++++ Records for the task ++++

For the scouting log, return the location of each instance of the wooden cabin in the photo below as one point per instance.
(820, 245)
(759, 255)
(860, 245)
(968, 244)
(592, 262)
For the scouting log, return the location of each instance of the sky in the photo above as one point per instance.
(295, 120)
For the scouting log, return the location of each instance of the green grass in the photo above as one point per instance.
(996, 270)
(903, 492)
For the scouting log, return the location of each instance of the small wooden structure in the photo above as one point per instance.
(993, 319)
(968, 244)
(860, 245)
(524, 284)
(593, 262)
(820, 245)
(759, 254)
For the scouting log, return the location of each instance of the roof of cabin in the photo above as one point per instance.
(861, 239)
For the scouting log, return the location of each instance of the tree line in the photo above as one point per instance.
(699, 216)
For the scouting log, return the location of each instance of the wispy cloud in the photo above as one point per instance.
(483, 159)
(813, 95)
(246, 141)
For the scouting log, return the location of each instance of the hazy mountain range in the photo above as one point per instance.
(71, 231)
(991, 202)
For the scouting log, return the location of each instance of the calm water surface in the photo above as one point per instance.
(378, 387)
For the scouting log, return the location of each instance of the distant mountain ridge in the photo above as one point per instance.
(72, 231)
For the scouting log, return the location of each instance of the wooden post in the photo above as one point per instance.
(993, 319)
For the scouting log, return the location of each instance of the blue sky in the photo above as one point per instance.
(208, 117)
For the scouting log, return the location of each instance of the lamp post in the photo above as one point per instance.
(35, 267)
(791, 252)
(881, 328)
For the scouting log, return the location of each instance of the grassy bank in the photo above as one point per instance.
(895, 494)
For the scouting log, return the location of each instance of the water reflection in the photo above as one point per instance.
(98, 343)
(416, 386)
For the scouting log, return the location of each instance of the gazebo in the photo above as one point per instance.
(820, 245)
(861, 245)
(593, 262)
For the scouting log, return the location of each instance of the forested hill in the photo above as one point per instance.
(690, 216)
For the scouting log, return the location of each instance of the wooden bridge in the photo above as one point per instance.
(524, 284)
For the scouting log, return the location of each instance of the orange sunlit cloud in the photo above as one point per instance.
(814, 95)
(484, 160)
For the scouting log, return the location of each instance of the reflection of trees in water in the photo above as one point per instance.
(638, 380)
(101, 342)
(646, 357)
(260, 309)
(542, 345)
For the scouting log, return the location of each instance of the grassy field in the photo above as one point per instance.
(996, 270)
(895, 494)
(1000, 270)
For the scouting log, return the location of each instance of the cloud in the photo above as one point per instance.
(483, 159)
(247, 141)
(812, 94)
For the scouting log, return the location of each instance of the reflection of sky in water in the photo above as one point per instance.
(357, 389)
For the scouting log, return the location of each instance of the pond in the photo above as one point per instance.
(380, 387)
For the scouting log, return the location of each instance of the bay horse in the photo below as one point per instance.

++++

Assignment -> Find "reflection of sky" in the records above. Repeat its line and every later line exactly, through the last one.

Written solution ->
For the scouting log, return the location of each instance of the reflection of sky in water in the photo above as one point per instance.
(357, 389)
For the scouting log, return the location of each instance of the pond in the photo above as one point per instance.
(380, 387)
For the scouting log, return the location of each instance of the bay horse in the photo below as one point per instance.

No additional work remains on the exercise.